Referring expression grounding data:
+-------+

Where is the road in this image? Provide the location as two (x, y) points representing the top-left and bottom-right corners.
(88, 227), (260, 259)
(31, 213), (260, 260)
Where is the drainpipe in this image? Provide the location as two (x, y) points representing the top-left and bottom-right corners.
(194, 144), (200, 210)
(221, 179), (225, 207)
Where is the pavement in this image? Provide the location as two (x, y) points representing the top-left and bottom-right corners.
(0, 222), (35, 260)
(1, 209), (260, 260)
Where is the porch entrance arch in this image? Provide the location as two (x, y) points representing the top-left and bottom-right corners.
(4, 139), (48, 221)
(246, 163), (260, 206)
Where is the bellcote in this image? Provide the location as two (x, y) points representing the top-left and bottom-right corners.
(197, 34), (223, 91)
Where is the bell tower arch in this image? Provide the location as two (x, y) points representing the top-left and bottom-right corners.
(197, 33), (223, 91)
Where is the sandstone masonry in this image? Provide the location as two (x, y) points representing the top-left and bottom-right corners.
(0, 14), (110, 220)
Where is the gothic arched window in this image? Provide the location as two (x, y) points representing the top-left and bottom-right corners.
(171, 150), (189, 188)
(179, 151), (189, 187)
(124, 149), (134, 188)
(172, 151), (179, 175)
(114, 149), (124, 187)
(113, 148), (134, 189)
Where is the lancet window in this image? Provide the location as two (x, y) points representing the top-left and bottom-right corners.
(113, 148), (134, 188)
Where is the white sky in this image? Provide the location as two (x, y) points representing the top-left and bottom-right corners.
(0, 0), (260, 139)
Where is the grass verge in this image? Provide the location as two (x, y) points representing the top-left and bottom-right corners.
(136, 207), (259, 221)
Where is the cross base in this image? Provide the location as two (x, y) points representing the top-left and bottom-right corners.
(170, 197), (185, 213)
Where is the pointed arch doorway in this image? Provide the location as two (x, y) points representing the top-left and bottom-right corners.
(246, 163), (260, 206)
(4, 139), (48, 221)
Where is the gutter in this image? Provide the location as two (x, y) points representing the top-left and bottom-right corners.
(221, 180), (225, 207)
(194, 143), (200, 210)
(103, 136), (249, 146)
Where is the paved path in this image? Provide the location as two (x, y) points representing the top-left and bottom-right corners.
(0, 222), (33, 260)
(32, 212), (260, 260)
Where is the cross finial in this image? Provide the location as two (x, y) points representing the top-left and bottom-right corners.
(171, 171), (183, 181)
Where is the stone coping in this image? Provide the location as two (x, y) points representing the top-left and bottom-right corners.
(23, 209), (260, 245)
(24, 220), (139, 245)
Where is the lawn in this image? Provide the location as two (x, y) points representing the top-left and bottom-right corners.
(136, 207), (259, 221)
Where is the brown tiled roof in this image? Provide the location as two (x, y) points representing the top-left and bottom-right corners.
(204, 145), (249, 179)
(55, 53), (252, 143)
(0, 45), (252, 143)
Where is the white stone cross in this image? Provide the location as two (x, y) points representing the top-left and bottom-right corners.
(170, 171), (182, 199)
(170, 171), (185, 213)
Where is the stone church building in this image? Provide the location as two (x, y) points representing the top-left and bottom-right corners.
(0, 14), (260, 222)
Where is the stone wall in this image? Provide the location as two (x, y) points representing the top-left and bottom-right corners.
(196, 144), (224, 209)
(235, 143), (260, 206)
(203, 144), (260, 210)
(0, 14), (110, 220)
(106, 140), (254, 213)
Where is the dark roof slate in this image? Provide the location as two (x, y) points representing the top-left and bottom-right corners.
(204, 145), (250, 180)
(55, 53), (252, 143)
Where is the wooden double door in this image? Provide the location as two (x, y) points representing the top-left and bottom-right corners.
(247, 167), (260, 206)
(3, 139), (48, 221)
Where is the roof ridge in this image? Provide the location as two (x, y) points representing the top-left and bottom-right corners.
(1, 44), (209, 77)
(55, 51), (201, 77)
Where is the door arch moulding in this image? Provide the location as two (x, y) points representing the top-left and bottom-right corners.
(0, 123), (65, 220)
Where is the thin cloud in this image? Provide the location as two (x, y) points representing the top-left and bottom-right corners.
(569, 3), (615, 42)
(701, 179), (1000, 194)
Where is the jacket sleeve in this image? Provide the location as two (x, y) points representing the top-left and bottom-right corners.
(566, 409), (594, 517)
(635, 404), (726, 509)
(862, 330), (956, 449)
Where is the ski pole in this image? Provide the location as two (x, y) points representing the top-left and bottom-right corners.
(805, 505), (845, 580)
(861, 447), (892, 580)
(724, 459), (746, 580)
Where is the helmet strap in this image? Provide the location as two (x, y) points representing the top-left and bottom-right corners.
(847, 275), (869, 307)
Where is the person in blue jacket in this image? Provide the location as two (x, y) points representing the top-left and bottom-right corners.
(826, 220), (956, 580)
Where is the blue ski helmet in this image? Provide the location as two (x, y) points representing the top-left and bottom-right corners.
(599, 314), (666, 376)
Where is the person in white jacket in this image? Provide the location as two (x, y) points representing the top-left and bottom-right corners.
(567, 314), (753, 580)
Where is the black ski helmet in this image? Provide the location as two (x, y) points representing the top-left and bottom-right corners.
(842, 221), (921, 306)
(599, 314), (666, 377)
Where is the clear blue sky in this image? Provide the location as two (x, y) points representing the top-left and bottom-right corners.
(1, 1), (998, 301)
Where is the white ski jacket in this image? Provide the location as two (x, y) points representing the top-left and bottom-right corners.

+-------+

Task goal: Print out all of the data above word for word.

Exercise answer:
Where is the road in this image? Provide the location as two (x, y) points representing the top-left and bottom-right corners.
(88, 227), (260, 259)
(31, 213), (260, 260)
Where is the drainpipe in this image? Provide the location as two (x, y) points representing the top-left and bottom-right corners.
(194, 144), (200, 210)
(221, 179), (225, 207)
Where is the pavement in this image? Provide the location as two (x, y) points representing the top-left and bottom-right corners.
(0, 222), (35, 260)
(1, 209), (260, 260)
Where is the porch entrance arch in this image? Provide the location as two (x, y) points representing the top-left and bottom-right corners.
(4, 139), (48, 221)
(246, 163), (260, 206)
Where is the bellcote in this image? Provide the location as two (x, y) points representing the top-left and bottom-right corners.
(197, 34), (223, 91)
Where is the bell tower arch in this image? Provide the location as two (x, y) points representing the top-left and bottom-right corners.
(197, 33), (223, 91)
Where is the sandstone masonry in this image? Provide the location as two (x, y) points representing the top-left and bottom-right corners.
(0, 14), (110, 220)
Where is the gothic arched window in this image? Provide the location as two (x, y) points representing the top-left and bottom-right corners.
(171, 150), (189, 188)
(179, 151), (189, 187)
(124, 149), (134, 188)
(172, 151), (179, 175)
(114, 149), (124, 187)
(113, 148), (134, 189)
Where is the lancet window in this image? Provide the location as two (x, y) points representing the top-left and bottom-right corners.
(113, 148), (134, 188)
Where is the white sky in this image? Provide the location as two (x, y) points representing the top-left and bottom-right corners.
(0, 0), (260, 139)
Where is the grass verge in this image? Provide the location as two (x, y) points representing the top-left and bottom-right corners.
(136, 207), (259, 221)
Where is the cross base in this image? Provide the location as two (x, y) points representing the top-left and bottom-right corners.
(170, 197), (185, 213)
Where is the pointed arch doorway in this image? Provide the location as two (x, y) points representing the top-left and bottom-right corners.
(246, 163), (260, 206)
(4, 139), (48, 221)
Where is the gutter in this image? Provide the location as two (x, y) points representing the top-left and bottom-right corners.
(221, 180), (225, 207)
(194, 143), (200, 210)
(103, 136), (249, 146)
Where is the paved path in this image? Provide the location as two (x, y) points representing the top-left and bottom-right corners.
(0, 222), (33, 260)
(32, 212), (260, 260)
Where is the cross finial in this image? Provide the location as two (x, y) points representing the top-left and bottom-right corners.
(171, 171), (183, 181)
Where is the stone coping in this image? Provide the location as two (x, y) points representing the top-left and bottom-right corners.
(23, 209), (260, 245)
(24, 220), (139, 245)
Where is the lawn in this image? Provide the location as two (x, y) points representing the top-left and bottom-right corners.
(136, 207), (259, 221)
Where is the brown tiled roof in this image? Provide the location as two (x, y) points representing the top-left and bottom-right corners.
(204, 145), (249, 179)
(55, 53), (252, 143)
(0, 45), (252, 143)
Where is the white stone cross in this image? Provide the location as two (x, y) points representing the top-left and bottom-right corners.
(170, 171), (182, 199)
(170, 171), (185, 213)
Where is the stone church building in this image? Provide the location as two (x, y) points representing the top-left and bottom-right corners.
(0, 14), (260, 222)
Where is the stone wall in this image? Provide the location as two (x, y) points representing the top-left and bottom-right corners.
(196, 144), (224, 209)
(235, 143), (260, 206)
(203, 144), (260, 210)
(0, 14), (110, 220)
(106, 140), (254, 213)
Where is the dark roof slate in this image? Provide the location as two (x, y) points representing the top-left and bottom-right corners.
(204, 145), (250, 180)
(55, 53), (252, 143)
Where is the wooden double door in this image? Provide the location as two (x, y) points representing the top-left and bottom-right corners.
(247, 167), (260, 206)
(3, 139), (48, 221)
Where is the roof ridge in this image? Provide the location as two (x, y) points representing the top-left and bottom-right corners.
(1, 44), (209, 77)
(55, 51), (201, 77)
Where is the door arch moulding in this image? Provide the location as two (x, y) points representing the top-left and bottom-right corners.
(0, 123), (65, 220)
Where is the thin cloud in this image? Provide the location as two (x, y) points representing the top-left and bottom-right corners.
(569, 3), (615, 42)
(701, 179), (1000, 194)
Where is the jacket sleeve in this image? Provide the location as two (x, y) points representing the top-left and bottom-right corners.
(566, 409), (594, 517)
(635, 404), (726, 509)
(862, 330), (956, 449)
Where is the ski pole in this image? Provide the location as two (x, y) points representing the top-left and bottom-right corners.
(805, 505), (845, 580)
(861, 447), (892, 580)
(724, 459), (746, 580)
Where is the helmet strap in this image? Provide the location as two (x, y) points representing the top-left and bottom-right corners.
(847, 275), (869, 307)
Where is the person in blue jacket in this image? Provide the location as two (x, y) points representing the top-left and bottom-right corners.
(826, 220), (956, 580)
Where is the blue ski helmet in this image? Provide the location as two (x, y) points representing the top-left and bottom-right corners.
(599, 314), (666, 376)
Where is the person in white jacket in this image? Provide the location as two (x, y) points representing the top-left and bottom-right corners.
(567, 314), (753, 580)
Where is the black ski helmet in this image? Provide the location as two (x, y) points representing the top-left and bottom-right corners.
(842, 221), (921, 306)
(599, 314), (666, 377)
Where is the clear blue sky in this image? Provide the location as two (x, y) points representing the top-left and bottom-right corners.
(1, 1), (998, 301)
Where is the white ski jacket in this image? Provide the location as two (x, y) points representing the top-left and bottom-right corners.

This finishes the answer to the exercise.